Repeating Characters 🔁

Danny Roden
Danny Roden Administrator
edited December 2023 in Functions library

Check for same character repeated

This function uses a regular expression to identify records where the entire value of a cell is made up of the same character repeated (e.g. "aaa" or "0000000"). The idea here is to detect cells which are clearly just entered with default values (either through automated processing, e.g. in a previous migration, or through 'keyboard bashing').


See below for a screenshot with some example results displayed (note the length variable is not used in the calculation but presented to highlight some of the test values, particularly one which contains space characters):


Compatibility:

This function is compatible with all instances of Data Studio from v2.1.11 onwards.

[dl-button|Download|https://us.v-cdn.net/6031645/uploads/HWZVRS21O0NA/identify-repeating-characters.dmx]

Comments

  • Andreea C
    Andreea C Member
    edited September 2021

    Hi, how could we also identify records containing repeating characters? (in this case the repeating character would not be the entire value, but only a part of it)

    For example, if we're looking to identify characters repeating 3 times, how could we identify 'TEEEST', as well as 'EEE'?

    Thank you


    Actually I may have found a possible solution using Transformation and Parse by regular expression  (.)\1{2}

  • Fatme Kungyova
    Fatme Kungyova Experian Employee
    edited April 2022

    Hello,

    @Henry Simms and I worked on creating a function, using the regular expression, for a project that included finding words that contain repeating characters. Some of the records that we had contained groups of repeated characters, for example: "abcabcabc", others contained the same character repeated: "aaaa" or substring of a word with repeated characters: "aaaren".

    We used this function and the regular expression from the comment by @Andreea C for inspiration but changed it so it can allow groups of repeated characters to be identified. Moreover, the function also properly identifies repeated characters when punctuation and whitespace occurs. (Example: "Zab,ab,ab,abCD")

    The function can be modified easily to return required output which may be a message similar to 'There are repeated characters in the string: {the repeated chars}' or a Boolean value True/False!

******************************

**ACTIVITIES**:
**a)** Translate this sentence from the forum thread on repeating characters into French: "This function is compatible with all instances of Data Studio from v2.1.11 onwards."
**b)** List every example string of repeated characters that appears in the comment by Fatme Kungyova in the forum thread on repeating characters.
**c)** Resume the forum thread on repeating characters from the point at which it stops.
The data after this point are separate material, independent of the forum thread on repeating characters.

******************************

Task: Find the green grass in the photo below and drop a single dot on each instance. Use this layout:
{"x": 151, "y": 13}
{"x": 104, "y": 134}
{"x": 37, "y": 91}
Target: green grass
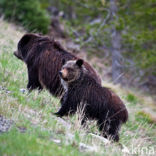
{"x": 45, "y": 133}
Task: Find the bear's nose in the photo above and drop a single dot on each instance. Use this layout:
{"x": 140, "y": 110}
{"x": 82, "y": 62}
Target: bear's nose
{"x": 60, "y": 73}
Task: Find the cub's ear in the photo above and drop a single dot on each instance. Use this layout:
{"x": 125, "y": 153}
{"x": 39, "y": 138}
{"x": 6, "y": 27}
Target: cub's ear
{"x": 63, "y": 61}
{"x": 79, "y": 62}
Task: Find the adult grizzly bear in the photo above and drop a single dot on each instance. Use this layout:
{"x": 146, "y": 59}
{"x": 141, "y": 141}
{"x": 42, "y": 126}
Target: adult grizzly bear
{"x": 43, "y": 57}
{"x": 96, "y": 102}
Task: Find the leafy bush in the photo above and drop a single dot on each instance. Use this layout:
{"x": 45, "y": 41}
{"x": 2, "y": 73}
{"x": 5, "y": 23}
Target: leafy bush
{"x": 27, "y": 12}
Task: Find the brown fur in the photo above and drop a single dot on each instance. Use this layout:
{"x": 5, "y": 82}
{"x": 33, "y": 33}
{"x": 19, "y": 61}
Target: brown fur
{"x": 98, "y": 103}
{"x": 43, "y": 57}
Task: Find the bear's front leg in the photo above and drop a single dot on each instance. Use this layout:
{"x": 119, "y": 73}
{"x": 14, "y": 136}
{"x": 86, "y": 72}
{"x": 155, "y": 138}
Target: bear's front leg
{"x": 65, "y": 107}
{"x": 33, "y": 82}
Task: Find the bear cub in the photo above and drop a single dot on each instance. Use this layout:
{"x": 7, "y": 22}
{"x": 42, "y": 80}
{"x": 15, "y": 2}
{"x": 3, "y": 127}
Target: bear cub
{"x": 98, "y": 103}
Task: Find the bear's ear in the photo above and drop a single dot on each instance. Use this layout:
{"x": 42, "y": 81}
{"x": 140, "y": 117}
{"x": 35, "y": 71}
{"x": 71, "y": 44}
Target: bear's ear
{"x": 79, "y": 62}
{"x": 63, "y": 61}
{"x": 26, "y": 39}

******************************

**ANSWERS FOR EACH ITEM**:
**a)** Cette fonction est compatible avec toutes les instances de Data Studio à partir de la version v2.1.11.

**b)**
- "abcabcabc"
- "aaaa"
- "aaaren"
- "Zab,ab,ab,abCD"

**c)**
    This is how the function works:

    The first part of the function uses the 'Parse by regular expression' with the regex (.*)\{2}. Then all the elements in the list created by the first step is sorted and the first value is extracted to retain the repeated characters and to remove all punctuation that may be in the string.

    The regex can be modified to to identify characters or groups of characters that are repeated 2, 3 or more times. This can be done by changing the number in the curly brackets from 2 to any number required. For example if {2} is replaced with {3}, the repeated characters have to be 4 in order to be identified by the function as repeated characters.

    The second part of the function checks if the first part returns a repeated character or a group of characters, if it does, it concatenates the message with the repeated character. Otherwise, it returns the input as given.

    This can be modified to return True or False or another message.

    Here is the DMX file for importing the function, it is compatible with all instances of Aperture Data Studio from v2(2.6.3):


  • 2 questions on this function:

    Which option do we use to create the "Repeated Characters" to put an end to that string?

    Is the dmx file something that can we downloaded above and uploaded to Aperture where this function would be added and no need to manually create it?

  • Danny Roden
    Danny Roden Administrator

    @Juan_NFCU yes, a .dmx package is an export from Data Studio containing 1 or more objects (in this case a rule). You can easily import these into your instance of Data Studio from the dropdown menu containing your 'space' options:

    Select 'syncronise' and then follow the steps to upload the .dmx package, preview what it contains and proceed to add it to your environment.

    Once in, you can apply it immediately as well as edit/tweak it as you see fit (e.g. to fix it to repeated characters at the end of the string by adjusting the regular expression in your case).

  • Juan_NFCU
    edited August 2022

    Thank you @Danny Roden. I created it based on the screenshots, but good to know that it's that simple to upload the .dmx file.